- _Texte à lire_
17L’écriture est itération de la trace, rature de l’origine (indécidabilité), barre faite sur le nom dès lors entamé à jamais et marqué d’altérité, qui voue à l’échec toute tentative de rassemblement, de retour tel Ulysse dans son Ithaque natal. Non pas un vestige, mais un blanc, une déhiscence. Sans début, et par conséquent sans fin ni subsistance, différance suspendant l’identité, le nom, marquant l’aporie. La présence à soi ne peut être sans fissure, l’ajournement lui est constitutive. C’est un trouble, un vacillement, un perpétuel questionnement, la répétition d’un écart. Elle ne peut pas reposer simplement sur une distinction entre intérieur et extérieur ; l’un est traversé par l’autre, telle la figure du marrane qui « porte un secret plus grand que lui et auquel il n’a pas lui même accès » (Derrida, Safaa, 2000, p. 19), dans le site même de l’entre (non lieu). Le secret ici est à entendre comme l’inconnaissable, non pas celui qu’il s’agirait de dévoiler (logique de l’arrière monde), mais celui qui est à même le signifiant. Il est impossible au marrane de vivre simplement ou naturellement son appartenance à un contexte donné, mais à la fois dedans et dehors.

- _Consigne_
Pouvez-vous restituer mot pour mot l’intégralité du texte sur l’écriture et la figure du marrane ? Ces lignes forment un matériau distinct du texte.

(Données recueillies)
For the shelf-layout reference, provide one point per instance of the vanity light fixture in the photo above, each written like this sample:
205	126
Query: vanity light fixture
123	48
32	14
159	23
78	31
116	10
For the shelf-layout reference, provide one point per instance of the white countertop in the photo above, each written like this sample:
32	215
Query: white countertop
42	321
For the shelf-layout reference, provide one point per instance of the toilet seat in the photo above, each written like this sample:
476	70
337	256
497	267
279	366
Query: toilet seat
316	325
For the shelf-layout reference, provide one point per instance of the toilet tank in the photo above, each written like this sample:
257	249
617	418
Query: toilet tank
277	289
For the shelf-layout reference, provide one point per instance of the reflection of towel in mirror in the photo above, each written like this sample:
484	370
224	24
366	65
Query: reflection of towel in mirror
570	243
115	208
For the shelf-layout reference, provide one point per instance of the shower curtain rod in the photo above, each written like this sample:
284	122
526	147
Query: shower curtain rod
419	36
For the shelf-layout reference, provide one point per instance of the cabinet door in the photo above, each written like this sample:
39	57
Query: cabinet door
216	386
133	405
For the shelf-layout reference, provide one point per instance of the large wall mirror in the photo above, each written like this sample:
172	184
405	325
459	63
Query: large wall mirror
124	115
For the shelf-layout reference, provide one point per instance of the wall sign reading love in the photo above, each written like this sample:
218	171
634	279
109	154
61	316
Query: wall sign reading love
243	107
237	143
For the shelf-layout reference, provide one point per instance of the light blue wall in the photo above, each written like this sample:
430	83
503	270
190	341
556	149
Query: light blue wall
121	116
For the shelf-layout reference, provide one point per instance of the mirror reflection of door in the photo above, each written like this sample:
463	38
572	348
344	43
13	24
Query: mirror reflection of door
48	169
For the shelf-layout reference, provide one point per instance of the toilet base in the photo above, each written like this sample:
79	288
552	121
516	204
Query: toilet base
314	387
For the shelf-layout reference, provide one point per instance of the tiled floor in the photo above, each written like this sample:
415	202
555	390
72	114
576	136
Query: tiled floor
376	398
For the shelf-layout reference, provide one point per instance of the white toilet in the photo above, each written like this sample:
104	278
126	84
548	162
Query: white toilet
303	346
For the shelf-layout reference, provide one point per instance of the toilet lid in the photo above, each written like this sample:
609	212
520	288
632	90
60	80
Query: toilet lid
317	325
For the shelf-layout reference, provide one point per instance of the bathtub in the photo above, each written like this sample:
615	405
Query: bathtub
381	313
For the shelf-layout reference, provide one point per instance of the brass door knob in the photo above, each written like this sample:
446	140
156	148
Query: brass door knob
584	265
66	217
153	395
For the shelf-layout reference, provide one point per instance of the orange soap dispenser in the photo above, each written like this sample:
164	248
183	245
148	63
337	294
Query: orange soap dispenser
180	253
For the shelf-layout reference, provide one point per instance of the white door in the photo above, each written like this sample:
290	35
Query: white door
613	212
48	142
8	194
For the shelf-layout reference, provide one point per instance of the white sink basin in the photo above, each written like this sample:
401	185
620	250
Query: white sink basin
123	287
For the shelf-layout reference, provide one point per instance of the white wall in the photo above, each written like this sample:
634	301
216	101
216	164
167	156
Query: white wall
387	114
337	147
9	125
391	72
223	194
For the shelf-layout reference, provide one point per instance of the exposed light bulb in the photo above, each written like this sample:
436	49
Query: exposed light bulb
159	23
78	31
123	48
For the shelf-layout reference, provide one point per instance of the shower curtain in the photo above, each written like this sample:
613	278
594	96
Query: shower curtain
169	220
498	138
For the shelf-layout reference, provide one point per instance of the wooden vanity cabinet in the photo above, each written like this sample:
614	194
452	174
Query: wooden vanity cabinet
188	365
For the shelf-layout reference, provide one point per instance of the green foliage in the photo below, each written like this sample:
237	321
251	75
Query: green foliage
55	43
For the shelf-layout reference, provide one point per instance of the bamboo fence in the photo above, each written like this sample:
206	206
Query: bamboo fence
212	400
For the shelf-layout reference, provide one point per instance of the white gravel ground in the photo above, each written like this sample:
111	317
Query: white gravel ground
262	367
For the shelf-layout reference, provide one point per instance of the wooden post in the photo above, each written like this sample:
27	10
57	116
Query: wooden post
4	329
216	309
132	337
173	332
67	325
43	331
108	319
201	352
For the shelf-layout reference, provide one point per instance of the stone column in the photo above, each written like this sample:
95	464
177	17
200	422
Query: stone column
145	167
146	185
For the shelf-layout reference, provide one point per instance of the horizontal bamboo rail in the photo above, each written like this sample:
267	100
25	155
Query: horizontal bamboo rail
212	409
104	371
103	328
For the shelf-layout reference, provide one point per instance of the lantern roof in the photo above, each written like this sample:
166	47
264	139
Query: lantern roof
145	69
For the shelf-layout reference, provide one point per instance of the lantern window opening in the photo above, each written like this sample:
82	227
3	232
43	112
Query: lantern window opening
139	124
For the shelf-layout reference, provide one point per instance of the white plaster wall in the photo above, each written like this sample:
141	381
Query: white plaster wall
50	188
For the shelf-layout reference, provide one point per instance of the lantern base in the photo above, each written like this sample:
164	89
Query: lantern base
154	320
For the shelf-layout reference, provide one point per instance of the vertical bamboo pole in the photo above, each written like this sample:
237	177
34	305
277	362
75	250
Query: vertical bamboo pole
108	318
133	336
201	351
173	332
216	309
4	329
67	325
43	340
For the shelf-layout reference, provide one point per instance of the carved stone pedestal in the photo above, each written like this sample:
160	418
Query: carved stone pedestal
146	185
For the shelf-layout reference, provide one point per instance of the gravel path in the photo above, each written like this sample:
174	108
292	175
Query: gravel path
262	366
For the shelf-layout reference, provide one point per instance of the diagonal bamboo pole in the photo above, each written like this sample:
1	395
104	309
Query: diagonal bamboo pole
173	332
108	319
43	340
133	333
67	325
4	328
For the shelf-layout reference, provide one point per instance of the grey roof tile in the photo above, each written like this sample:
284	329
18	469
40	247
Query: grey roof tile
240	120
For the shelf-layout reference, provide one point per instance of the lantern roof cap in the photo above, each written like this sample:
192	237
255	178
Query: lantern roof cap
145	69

- _Réponse_
17L’écriture est itération de la trace, rature de l’origine (indécidabilité), barre faite sur le nom dès lors entamé à jamais et marqué d’altérité, qui voue à l’échec toute tentative de rassemblement, de retour tel Ulysse dans son Ithaque natal. Non pas un vestige, mais un blanc, une déhiscence. Sans début, et par conséquent sans fin ni subsistance, différance suspendant l’identité, le nom, marquant l’aporie. La présence à soi ne peut être sans fissure, l’ajournement lui est constitutive. C’est un trouble, un vacillement, un perpétuel questionnement, la répétition d’un écart. Elle ne peut pas reposer simplement sur une distinction entre intérieur et extérieur ; l’un est traversé par l’autre, telle la figure du marrane qui « porte un secret plus grand que lui et auquel il n’a pas lui même accès » (Derrida, Safaa, 2000, p. 19), dans le site même de l’entre (non lieu). Le secret ici est à entendre comme l’inconnaissable, non pas celui qu’il s’agirait de dévoiler (logique de l’arrière monde), mais celui qui est à même le signifiant. Il est impossible au marrane de vivre simplement ou naturellement son appartenance à un contexte donné, mais à la fois dedans et dehors.